» What is asked
Express every line of the listing as a JSON list of strings, one string per line, leaving out any blank lines.

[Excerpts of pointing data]
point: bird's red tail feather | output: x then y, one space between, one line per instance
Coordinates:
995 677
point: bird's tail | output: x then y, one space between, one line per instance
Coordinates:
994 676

» Final answer
[
  "point: bird's red tail feather | output: x then y, one space between, one line per instance",
  "Coordinates:",
  "995 677",
  "point: bird's tail | output: x then y, one space between, one line per instance",
  "Coordinates:",
  "994 676"
]